-- start Text excerpt --

Ukrainian president Volodymyr Zelensky (Getty Images)
February 7, 2024

Ukraine’s war to repel Russia’s illegal and brutal invasion will soon be two years old. Many of those who watched the Russian military build-up back then are surprised Ukraine is still here and fighting. Very few could imagine the former Soviet republic fighting Moscow’s military to a standstill.

But regardless of Ukraine’s heroic performance and the military’s mounting losses, Russian president Vladimir Putin shows no sign of backing down. In a rational world Russia would pull out of Ukraine and find a way to exit the conflict, but Putin shows no willingness to admit this "special military operation" has failed.

There is instead a discouraging sense that "Putin has no reverse gear," one close friend told me. "Therefore, no one knows how long this war could last." Speaking with longtime colleagues in Ukraine’s defense community, it's clear people are beaten down, exhausted, and unsure of how to break out of the current deadlock.

-- end Text excerpt --
-- start Recorded data --

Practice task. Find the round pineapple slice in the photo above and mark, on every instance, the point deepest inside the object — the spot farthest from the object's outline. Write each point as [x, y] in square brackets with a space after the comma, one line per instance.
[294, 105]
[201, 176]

-- end Recorded data --

» **Things to do**:
a) Summarize the excerpt on the war in Ukraine in two sentences.
b) Change "deadlock" to "stalemate" in the excerpt on the war in Ukraine, and write out the passage from "But regardless of" up to and including "the current deadlock.".
c) Continue the excerpt on the war in Ukraine from where it stops.
The lines have no connection to the excerpt on the war in Ukraine.

» **Solved problems**:
a) Nearly two years into Russia's invasion, Ukraine is still fighting and has fought Moscow's military to a standstill, which has surprised many who watched the Russian build-up. Yet Putin shows no sign of backing down or admitting that his "special military operation" has failed, and people in Ukraine's defense community are exhausted and unsure how to break the deadlock.

b)
But regardless of Ukraine’s heroic performance and the military’s mounting losses, Russian president Vladimir Putin shows no sign of backing down. In a rational world Russia would pull out of Ukraine and find a way to exit the conflict, but Putin shows no willingness to admit this "special military operation" has failed.

There is instead a discouraging sense that "Putin has no reverse gear," one close friend told me. "Therefore, no one knows how long this war could last." Speaking with longtime colleagues in Ukraine’s defense community, it's clear people are beaten down, exhausted, and unsure of how to break out of the current stalemate.

c)
Since the 2014 invasions of Crimea and the Eastern Donbas regions of Donetsk and Lugansk, this same friend has been running a company supplying combat equipment. "No one can see the end point," he said. "Ukraine’s troops cannot keep fighting at this pace for forever. They are trained, performing, equipped, and so on superbly. But the Russians have no end of low-quality personnel to throw into human wave attacks. Our soldiers have been fighting for two years without a break, without any rotations out of the front line. They cannot maintain this op-tempo indefinitely."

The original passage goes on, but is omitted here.